───── Excerpted data

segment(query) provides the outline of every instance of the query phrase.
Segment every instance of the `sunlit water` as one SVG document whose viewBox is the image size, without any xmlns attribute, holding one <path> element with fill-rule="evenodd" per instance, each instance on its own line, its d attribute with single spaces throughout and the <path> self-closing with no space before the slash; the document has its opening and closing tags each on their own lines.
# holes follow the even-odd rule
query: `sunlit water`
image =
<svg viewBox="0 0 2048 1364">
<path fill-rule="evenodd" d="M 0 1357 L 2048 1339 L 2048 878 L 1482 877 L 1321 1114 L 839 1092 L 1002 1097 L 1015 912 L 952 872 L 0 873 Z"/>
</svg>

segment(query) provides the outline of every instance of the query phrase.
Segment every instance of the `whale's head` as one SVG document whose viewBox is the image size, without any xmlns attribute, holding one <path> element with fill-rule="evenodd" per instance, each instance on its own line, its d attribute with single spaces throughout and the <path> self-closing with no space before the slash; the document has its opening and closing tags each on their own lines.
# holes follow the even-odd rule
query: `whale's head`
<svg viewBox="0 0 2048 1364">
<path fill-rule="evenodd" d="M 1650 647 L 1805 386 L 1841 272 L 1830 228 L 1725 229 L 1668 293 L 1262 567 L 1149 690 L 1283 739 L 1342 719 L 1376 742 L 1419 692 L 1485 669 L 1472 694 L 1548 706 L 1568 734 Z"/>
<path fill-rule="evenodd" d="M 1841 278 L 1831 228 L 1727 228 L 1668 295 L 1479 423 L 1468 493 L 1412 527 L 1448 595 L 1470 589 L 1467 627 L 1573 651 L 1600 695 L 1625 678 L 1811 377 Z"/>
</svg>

──────────

A word-for-word restatement of all the records is required.

segment(query) provides the outline of every instance of the query phrase.
Segment every instance of the `sunlit water` as one SVG document whose viewBox is the image size, without any xmlns attribute, holding one <path> element with fill-rule="evenodd" per instance, each instance on its own line, its d attribute with single spaces throughout and the <path> self-closing with no space before the slash; the document has its opening and closing tags each on their own lines.
# holes follow the even-odd rule
query: `sunlit water`
image =
<svg viewBox="0 0 2048 1364">
<path fill-rule="evenodd" d="M 0 1357 L 2048 1339 L 2048 878 L 1482 877 L 1321 1114 L 839 1092 L 1002 1097 L 1015 912 L 952 872 L 0 873 Z"/>
</svg>

segment(query) provides the outline of every instance of the query phrase.
Segment every instance of the `whale's head` as one SVG document whose viewBox is the image size, without any xmlns attribute, holding one <path> element with fill-rule="evenodd" per instance, each instance on its own line, its d attribute with single spaces throughout and the <path> self-closing with no space before the slash; the document has its opening and closing tags each on their own lines.
# holes follow the even-odd rule
query: `whale's head`
<svg viewBox="0 0 2048 1364">
<path fill-rule="evenodd" d="M 1650 647 L 1805 386 L 1841 272 L 1830 228 L 1725 229 L 1668 293 L 1262 567 L 1149 690 L 1283 739 L 1342 719 L 1376 742 L 1419 692 L 1485 669 L 1472 694 L 1548 706 L 1568 734 Z"/>
<path fill-rule="evenodd" d="M 1841 278 L 1831 228 L 1727 228 L 1668 295 L 1479 423 L 1468 493 L 1412 527 L 1448 595 L 1470 589 L 1467 627 L 1573 651 L 1600 695 L 1625 678 L 1811 377 Z"/>
</svg>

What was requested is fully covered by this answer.